── Section de texte

Réflexions sur l’évaluation de la minorité des jeunes étrangers


Doubs

Analyse critique des éléments de langage mobilisés par le Département du Doubs en défense de son dispositif d’évaluation de la minorité.

Le Doubs, à l’instar d’autres départements français, s’organise pour limiter les dépenses budgétaires inhérentes à la mission de Protection de l’Enfance. Une stratégie efficace pour remplir cet objectif consiste à limiter drastiquement l’accueil des mineur.e.s isolé.e.s étranger.e.s. Si la situation de danger dans laquelle sont placés ces enfants est rarement mise en cause, il suffit au Département de contester leur minorité pour s’affranchir de ses obligations concernant ce public. Lors de l’assemblée départementale du Doubs du 25 septembre 2023, les élu.e.s de l’opposition s’interrogeaient sur certaines pratiques du service d’évaluation de la minorité. A cette interpellation, Monsieur Fagaut, élu « Les Républicains », a apporté une réponse qu’il nous semble judicieux de reproduire ici dans son intégralité, tant elle représente de manière synthétique les différents éléments de langage répétés par la communication départementale.

“« Vous avez dit textuellement « pas reconnus mineurs par le Département ? Cela veut-il dire que nos agents font mal leur travail ? J’aimerais bien vous entendre par rapport à ça ? Sur les 612 jeunes arrivés sur les 6 premiers mois de l’année 2023, 428 aujourd’hui (70%) sont majeurs. Est-ce que les agents de notre département font mal leur travail ? Moi, je vous pose simplement la question par rapport à cela. Derrière les mineurs, rien que les mineurs. Pour pouvoir déterminer s’ils sont mineurs ou majeurs, c’est bien entendu nos agents qui, par les procédés qui sont les leurs, déterminent s’ils sont mineurs ou majeurs. Majeurs : responsabilité de l’État, mineurs : responsabilité du Département et aujourd’hui je crois que, Madame la Présidente, nous n’avons pas à rougir des actions que nous menons en ce sens. »”

En contrepoint de ce discours et de sa rhétorique, nous souhaitons apporter à Monsieur Fagaut, à ses collègues et à quiconque s’y intéresse, quelques réflexions nourries par notre engagement solidaire auprès des jeunes dont le Département conteste la minorité.

Sur la construction de la réalité et le caractère performatif de l’évaluation :

Les sciences sociales décrivent comme « paroles performatives » ces énoncés qui, par le verbe, créent la réalité qu’elles sont censées décrire. Les rapports d’évaluation rédigés par le service d’évaluation du Département sont des exemples-types de ce phénomène. Qu’importe la situation de la personne décrite dans le rapport, qu’importe la qualité des preuves qu’elle apporte en appui à ses déclarations (document d’identité original, passeport, apparence physique indiscutable…), avec la puissance d’une formule magique, deux lignes rédigées en police Arial, taille 12 et caractères gras, suffisent pour transformer quiconque en « non mineur » aux yeux de l’Administration :

“"Les éléments recueillis au terme du processus d’évaluation ne forment pas un ensemble cohérent permettant d’aller dans le sens de la minorité et de l’isolement de Monsieur Mohamed C."”

────

### Exercice proposé A
D’après le texte sur l’évaluation de la minorité, combien de jeunes Monsieur Fagaut dit-il être arrivés sur les six premiers mois de l’année 2023 ?
### Exercice proposé B
Restituez sans modification le passage du texte sur l’évaluation de la minorité qui commence par "En contrepoint de" et se poursuit jusqu’à "conteste la minorité.".
### Exercice proposé C
Pour chacune des affirmations suivantes, indiquez si elle concorde avec le texte sur l’évaluation de la minorité (oui ou non), en citant les mots décisifs du texte. (i) L’assemblée départementale évoquée s’est tenue le 25 septembre 2023. (ii) Le texte affirme que la situation de danger de ces enfants est souvent mise en cause. (iii) Monsieur Fagaut indique que 70 % des jeunes arrivés sont aujourd’hui majeurs.
Les lignes n’ont aucun rapport avec le texte sur l’évaluation de la minorité.

── Segment de données

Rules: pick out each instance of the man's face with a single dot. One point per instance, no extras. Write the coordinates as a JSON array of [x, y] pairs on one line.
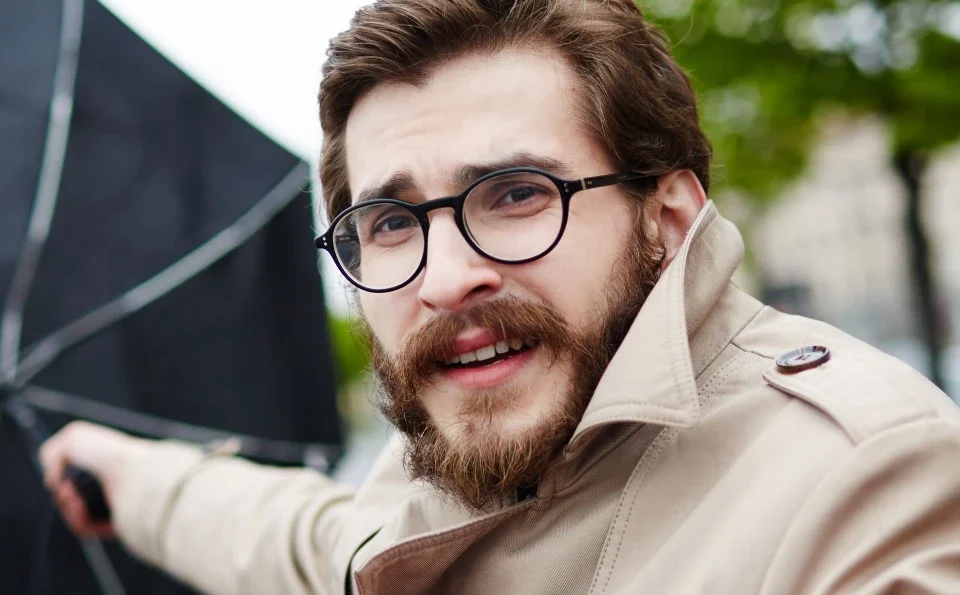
[[504, 417]]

────

### Réponse rédigée A
612 jeunes.

### Réponse rédigée B
En contrepoint de ce discours et de sa rhétorique, nous souhaitons apporter à Monsieur Fagaut, à ses collègues et à quiconque s’y intéresse, quelques réflexions nourries par notre engagement solidaire auprès des jeunes dont le Département conteste la minorité.

### Réponse rédigée C
(i) Oui : « Lors de l’assemblée départementale du Doubs du 25 septembre 2023 ».
(ii) Non : « Si la situation de danger dans laquelle sont placés ces enfants est rarement mise en cause ».
(iii) Oui : « 428 aujourd’hui (70%) sont majeurs ».